» THE PROBLEM
Put everything from the line containing "Pin each instance of the reflection" down to the end of the records below into a JSON list of strings, one string per line, leaving out any blank lines. Include that first line.

» RECORDS TO PROCESS
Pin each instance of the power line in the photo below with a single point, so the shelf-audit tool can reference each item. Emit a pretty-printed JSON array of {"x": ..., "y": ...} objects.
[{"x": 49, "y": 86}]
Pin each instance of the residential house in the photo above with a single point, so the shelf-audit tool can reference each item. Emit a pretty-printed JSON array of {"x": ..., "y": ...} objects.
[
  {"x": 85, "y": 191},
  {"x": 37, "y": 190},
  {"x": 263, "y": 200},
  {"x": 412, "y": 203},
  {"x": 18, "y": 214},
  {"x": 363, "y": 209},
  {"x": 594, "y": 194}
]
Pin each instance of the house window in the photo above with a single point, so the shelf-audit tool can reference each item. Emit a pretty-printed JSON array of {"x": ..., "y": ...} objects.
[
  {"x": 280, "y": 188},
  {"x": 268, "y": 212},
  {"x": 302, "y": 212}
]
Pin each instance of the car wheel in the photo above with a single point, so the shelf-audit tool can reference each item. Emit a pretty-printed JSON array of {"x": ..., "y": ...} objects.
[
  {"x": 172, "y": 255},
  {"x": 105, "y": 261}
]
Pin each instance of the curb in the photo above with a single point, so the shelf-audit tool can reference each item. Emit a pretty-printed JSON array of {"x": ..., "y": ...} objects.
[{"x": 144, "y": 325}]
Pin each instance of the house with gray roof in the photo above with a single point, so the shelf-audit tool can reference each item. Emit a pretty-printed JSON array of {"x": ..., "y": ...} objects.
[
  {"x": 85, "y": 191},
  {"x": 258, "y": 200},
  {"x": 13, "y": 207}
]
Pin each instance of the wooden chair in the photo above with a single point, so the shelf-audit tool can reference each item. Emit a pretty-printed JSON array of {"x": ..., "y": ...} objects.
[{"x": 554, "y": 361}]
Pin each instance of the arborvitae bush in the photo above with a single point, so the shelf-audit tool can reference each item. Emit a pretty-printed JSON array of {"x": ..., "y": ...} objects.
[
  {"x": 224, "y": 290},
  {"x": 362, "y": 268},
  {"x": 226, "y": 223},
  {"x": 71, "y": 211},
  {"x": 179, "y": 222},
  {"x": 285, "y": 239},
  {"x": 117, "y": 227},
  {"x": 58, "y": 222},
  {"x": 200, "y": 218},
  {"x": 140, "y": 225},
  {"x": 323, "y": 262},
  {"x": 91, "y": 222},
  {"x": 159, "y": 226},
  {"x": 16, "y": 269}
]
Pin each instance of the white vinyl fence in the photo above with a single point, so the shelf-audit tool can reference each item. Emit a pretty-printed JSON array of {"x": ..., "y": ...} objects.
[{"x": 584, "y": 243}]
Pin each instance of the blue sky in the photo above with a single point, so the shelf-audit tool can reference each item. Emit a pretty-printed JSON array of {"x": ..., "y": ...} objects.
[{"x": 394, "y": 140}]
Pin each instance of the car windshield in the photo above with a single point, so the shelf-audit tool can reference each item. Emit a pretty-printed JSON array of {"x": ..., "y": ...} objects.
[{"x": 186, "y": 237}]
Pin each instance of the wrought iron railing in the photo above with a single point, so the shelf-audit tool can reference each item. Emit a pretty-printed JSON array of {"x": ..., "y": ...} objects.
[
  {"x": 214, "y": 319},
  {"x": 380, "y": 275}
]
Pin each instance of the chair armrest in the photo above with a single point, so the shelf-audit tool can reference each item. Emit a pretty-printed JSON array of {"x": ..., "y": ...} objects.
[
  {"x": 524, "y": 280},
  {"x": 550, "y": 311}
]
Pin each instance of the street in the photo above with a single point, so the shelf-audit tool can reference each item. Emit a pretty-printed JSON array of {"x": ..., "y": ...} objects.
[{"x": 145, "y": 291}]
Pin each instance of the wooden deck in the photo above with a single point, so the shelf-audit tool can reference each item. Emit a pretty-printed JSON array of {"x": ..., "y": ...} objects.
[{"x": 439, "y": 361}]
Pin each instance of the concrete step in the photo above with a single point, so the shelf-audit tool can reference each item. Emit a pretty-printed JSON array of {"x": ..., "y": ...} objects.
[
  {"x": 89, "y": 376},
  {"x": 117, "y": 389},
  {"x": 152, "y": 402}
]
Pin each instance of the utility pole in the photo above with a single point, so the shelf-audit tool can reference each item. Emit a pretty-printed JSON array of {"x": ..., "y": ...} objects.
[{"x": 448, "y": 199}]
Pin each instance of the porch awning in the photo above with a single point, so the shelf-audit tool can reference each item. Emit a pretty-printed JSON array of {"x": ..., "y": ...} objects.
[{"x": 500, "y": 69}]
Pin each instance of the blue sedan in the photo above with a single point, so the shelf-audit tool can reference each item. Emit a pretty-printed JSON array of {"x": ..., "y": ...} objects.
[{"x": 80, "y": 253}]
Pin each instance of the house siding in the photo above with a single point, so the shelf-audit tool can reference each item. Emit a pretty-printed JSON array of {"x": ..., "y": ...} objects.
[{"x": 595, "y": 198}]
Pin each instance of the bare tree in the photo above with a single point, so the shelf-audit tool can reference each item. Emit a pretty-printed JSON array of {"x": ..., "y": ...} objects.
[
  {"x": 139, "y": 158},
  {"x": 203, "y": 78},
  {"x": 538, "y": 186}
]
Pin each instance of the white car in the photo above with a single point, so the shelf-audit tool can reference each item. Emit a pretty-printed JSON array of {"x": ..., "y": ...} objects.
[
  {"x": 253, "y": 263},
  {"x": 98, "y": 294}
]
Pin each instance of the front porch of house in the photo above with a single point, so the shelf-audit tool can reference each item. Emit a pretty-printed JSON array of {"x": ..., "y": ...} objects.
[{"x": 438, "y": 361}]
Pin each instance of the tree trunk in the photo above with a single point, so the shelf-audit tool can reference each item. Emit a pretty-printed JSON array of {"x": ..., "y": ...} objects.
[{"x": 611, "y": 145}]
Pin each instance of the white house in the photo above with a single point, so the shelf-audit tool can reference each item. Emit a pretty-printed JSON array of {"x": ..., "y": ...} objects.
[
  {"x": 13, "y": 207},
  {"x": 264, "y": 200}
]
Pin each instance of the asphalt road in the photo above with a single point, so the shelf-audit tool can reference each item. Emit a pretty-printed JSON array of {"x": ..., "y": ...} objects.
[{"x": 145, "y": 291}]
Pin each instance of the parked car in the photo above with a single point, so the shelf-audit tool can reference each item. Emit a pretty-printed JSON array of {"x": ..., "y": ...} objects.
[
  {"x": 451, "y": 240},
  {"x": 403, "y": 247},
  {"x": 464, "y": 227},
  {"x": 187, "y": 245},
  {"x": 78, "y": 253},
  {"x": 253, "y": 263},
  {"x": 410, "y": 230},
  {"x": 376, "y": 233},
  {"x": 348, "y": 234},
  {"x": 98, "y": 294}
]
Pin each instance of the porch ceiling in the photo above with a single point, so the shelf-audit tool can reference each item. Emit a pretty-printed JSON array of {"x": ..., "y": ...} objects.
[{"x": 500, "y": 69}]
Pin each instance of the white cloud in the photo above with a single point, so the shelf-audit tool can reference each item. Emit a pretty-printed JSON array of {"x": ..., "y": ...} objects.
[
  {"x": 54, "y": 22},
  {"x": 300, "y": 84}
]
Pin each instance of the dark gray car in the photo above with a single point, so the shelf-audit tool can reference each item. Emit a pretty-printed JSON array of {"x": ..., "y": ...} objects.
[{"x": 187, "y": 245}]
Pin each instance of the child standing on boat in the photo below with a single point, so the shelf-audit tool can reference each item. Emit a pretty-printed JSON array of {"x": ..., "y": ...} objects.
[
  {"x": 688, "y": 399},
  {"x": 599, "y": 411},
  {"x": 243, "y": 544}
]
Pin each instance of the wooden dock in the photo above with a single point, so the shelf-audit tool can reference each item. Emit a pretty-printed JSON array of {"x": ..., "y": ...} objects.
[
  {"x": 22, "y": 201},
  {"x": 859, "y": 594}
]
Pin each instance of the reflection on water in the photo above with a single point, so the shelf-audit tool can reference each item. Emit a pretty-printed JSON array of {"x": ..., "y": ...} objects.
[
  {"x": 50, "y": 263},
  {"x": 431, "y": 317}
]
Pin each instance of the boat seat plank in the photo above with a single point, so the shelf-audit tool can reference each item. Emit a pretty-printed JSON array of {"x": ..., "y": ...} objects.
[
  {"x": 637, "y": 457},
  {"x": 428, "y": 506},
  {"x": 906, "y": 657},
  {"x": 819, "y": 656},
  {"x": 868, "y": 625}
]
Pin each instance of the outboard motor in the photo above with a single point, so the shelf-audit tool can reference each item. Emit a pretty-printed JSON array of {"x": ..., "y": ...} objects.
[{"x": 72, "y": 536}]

» THE SOLUTION
[
  "Pin each instance of the reflection on water in the photo above with a single point, so the shelf-audit tool can reference each item. Emit a pretty-printed JSON array of {\"x\": ..., \"y\": ...} objects.",
  "[",
  "  {\"x\": 50, \"y\": 263},",
  "  {\"x\": 431, \"y\": 317}",
  "]",
  "Pin each instance of the boat seat plank in the photo above with a single point, so the shelf-audit tool can reference each item. Emit a pretty-printed JSON array of {\"x\": ..., \"y\": ...} objects.",
  "[",
  "  {\"x\": 637, \"y\": 457},",
  "  {\"x\": 428, \"y\": 506},",
  "  {\"x\": 906, \"y\": 657},",
  "  {\"x\": 819, \"y\": 656},",
  "  {\"x\": 868, \"y\": 625}",
  "]",
  "Pin each instance of the outboard motor in the photo above with a single point, so the shelf-audit tool can reference each item. Emit a pretty-printed JSON array of {\"x\": ..., \"y\": ...} objects.",
  "[{\"x\": 72, \"y\": 536}]"
]